(The records begins)
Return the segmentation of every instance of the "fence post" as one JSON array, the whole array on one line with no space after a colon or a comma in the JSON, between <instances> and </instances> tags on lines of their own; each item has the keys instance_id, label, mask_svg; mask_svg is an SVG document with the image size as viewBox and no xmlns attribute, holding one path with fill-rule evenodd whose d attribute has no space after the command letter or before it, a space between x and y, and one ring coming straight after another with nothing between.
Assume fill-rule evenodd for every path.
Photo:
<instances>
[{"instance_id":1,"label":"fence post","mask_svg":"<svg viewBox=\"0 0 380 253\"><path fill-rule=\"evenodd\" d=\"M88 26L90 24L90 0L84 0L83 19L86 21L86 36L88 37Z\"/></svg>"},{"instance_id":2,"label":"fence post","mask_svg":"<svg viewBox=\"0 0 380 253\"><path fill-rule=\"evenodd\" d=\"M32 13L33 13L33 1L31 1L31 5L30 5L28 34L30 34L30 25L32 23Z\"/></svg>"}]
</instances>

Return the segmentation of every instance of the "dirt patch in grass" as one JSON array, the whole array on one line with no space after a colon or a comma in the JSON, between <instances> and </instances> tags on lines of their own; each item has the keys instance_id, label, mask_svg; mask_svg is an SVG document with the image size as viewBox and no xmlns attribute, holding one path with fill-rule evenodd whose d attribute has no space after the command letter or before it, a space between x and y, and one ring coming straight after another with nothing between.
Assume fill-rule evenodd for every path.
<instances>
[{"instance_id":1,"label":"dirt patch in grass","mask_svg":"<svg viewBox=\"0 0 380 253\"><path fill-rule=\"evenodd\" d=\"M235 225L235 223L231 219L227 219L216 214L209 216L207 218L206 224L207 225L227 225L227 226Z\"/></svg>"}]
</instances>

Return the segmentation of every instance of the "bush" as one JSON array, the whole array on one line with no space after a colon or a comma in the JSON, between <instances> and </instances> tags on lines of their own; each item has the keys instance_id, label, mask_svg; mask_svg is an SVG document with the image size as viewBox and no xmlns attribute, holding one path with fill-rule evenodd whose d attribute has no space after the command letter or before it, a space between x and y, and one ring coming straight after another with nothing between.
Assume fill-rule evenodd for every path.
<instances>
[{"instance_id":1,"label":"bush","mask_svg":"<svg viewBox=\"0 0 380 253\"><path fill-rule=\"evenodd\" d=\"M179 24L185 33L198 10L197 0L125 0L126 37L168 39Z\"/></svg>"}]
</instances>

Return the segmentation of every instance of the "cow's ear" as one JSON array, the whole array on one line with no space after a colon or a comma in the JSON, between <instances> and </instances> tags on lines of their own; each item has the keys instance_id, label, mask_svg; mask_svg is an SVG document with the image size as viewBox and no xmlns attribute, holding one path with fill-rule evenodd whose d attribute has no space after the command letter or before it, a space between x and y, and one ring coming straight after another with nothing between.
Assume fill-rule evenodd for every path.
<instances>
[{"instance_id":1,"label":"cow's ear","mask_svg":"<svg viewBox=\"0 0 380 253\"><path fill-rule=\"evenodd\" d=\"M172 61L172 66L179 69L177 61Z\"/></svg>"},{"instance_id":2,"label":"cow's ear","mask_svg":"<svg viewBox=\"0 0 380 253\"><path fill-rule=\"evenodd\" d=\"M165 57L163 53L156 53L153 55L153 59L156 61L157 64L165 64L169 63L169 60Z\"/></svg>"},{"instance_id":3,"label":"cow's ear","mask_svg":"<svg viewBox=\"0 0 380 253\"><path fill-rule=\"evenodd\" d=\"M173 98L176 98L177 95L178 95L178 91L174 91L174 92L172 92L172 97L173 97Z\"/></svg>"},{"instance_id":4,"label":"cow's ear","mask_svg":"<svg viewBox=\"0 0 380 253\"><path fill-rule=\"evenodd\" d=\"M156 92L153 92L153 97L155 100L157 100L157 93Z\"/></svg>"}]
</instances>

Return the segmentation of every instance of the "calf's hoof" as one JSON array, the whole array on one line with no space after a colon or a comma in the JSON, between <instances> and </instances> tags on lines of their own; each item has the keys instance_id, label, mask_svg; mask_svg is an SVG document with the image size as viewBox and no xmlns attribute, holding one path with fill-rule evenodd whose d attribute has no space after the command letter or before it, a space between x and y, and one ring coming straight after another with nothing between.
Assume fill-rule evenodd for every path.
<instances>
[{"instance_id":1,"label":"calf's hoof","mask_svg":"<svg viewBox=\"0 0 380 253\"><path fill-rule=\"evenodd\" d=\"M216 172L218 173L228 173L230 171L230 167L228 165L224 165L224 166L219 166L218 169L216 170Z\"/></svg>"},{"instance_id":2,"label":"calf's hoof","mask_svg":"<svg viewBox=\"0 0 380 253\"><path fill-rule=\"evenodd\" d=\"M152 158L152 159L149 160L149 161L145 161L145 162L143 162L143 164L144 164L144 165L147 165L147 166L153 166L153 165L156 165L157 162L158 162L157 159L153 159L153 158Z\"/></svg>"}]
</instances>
(The records ends)
_Action item_
What you write must match the records above exactly, line for line.

_Written solution_
Return the segmentation of every instance of the "fence post" as one JSON array, the whole array on one line with no space after a colon or a comma in the JSON, between <instances> and </instances> tags on lines of their own; each item has the keys instance_id, label, mask_svg; mask_svg is an SVG document with the image size as viewBox and no xmlns attribute, holding one path with fill-rule evenodd whose d attribute has no space after the command letter or before it, a space between x and y, and one ring coming straight after another with nothing between.
Assume fill-rule evenodd for every path.
Photo:
<instances>
[{"instance_id":1,"label":"fence post","mask_svg":"<svg viewBox=\"0 0 380 253\"><path fill-rule=\"evenodd\" d=\"M88 26L90 24L90 0L84 0L83 19L86 21L86 36L88 37Z\"/></svg>"},{"instance_id":2,"label":"fence post","mask_svg":"<svg viewBox=\"0 0 380 253\"><path fill-rule=\"evenodd\" d=\"M32 13L33 13L33 1L31 1L31 5L30 5L28 34L30 34L30 25L32 23Z\"/></svg>"}]
</instances>

Return the segmentation of every instance of the "dirt patch in grass" as one JSON array, the whole array on one line with no space after a colon or a comma in the JSON, between <instances> and </instances> tags on lines of their own; each item has the keys instance_id, label, mask_svg; mask_svg is an SVG document with the image size as viewBox and no xmlns attribute, holding one path with fill-rule evenodd whose d attribute has no space after the command letter or before it, a space between x and y, and one ring coming straight after another with nothing between.
Assume fill-rule evenodd for every path.
<instances>
[{"instance_id":1,"label":"dirt patch in grass","mask_svg":"<svg viewBox=\"0 0 380 253\"><path fill-rule=\"evenodd\" d=\"M235 225L235 223L231 219L227 219L216 214L209 216L207 218L206 224L207 225L227 225L227 226Z\"/></svg>"}]
</instances>

Return the segmentation of every instance of the "bush" as one JSON array, the whole array on one line with no space after a colon or a comma in the JSON, between <instances> and </instances> tags on lines of their own; each item has the keys instance_id, label, mask_svg; mask_svg is an SVG document with the image size as viewBox and no xmlns attribute, holding one path with fill-rule evenodd whose d attribute has no space after the command letter or before it, a space between x and y, and one ring coming straight after another with nothing between.
Assume fill-rule evenodd for every path.
<instances>
[{"instance_id":1,"label":"bush","mask_svg":"<svg viewBox=\"0 0 380 253\"><path fill-rule=\"evenodd\" d=\"M179 24L185 33L198 10L197 0L125 0L126 37L168 39Z\"/></svg>"}]
</instances>

Return the segmentation of every instance of the "cow's ear" as one JSON array, the whole array on one line with no space after a colon or a comma in the JSON, between <instances> and </instances> tags on lines of their own; each item has the keys instance_id, label, mask_svg; mask_svg is an SVG document with the image size as viewBox and no xmlns attribute, holding one path with fill-rule evenodd whose d attribute has no space after the command letter or before it, a space between x and y, and one ring coming straight after another with nothing between.
Assume fill-rule evenodd for every path.
<instances>
[{"instance_id":1,"label":"cow's ear","mask_svg":"<svg viewBox=\"0 0 380 253\"><path fill-rule=\"evenodd\" d=\"M172 61L172 66L179 69L177 61Z\"/></svg>"},{"instance_id":2,"label":"cow's ear","mask_svg":"<svg viewBox=\"0 0 380 253\"><path fill-rule=\"evenodd\" d=\"M165 57L163 53L156 53L153 55L153 59L156 61L157 64L165 64L169 63L169 60Z\"/></svg>"},{"instance_id":3,"label":"cow's ear","mask_svg":"<svg viewBox=\"0 0 380 253\"><path fill-rule=\"evenodd\" d=\"M173 98L176 98L177 95L178 95L178 91L174 91L174 92L172 92L172 97L173 97Z\"/></svg>"},{"instance_id":4,"label":"cow's ear","mask_svg":"<svg viewBox=\"0 0 380 253\"><path fill-rule=\"evenodd\" d=\"M156 92L153 92L153 97L155 100L157 100L157 93Z\"/></svg>"}]
</instances>

Return the segmentation of every instance of the "calf's hoof" as one JSON array, the whole array on one line with no space after a colon or a comma in the JSON, between <instances> and </instances> tags on lines of their own; each item has the keys instance_id, label, mask_svg; mask_svg is an SVG document with the image size as viewBox and no xmlns attribute, holding one path with fill-rule evenodd whose d attribute has no space after the command letter or before it, a space between x and y, and one ring coming straight after another with nothing between.
Assume fill-rule evenodd for every path.
<instances>
[{"instance_id":1,"label":"calf's hoof","mask_svg":"<svg viewBox=\"0 0 380 253\"><path fill-rule=\"evenodd\" d=\"M216 172L218 173L228 173L230 171L230 167L228 165L224 165L224 166L219 166L218 169L216 170Z\"/></svg>"},{"instance_id":2,"label":"calf's hoof","mask_svg":"<svg viewBox=\"0 0 380 253\"><path fill-rule=\"evenodd\" d=\"M152 158L152 159L149 160L149 161L145 161L145 162L143 162L143 164L144 164L144 165L147 165L147 166L153 166L153 165L156 165L157 162L158 162L157 159L153 159L153 158Z\"/></svg>"}]
</instances>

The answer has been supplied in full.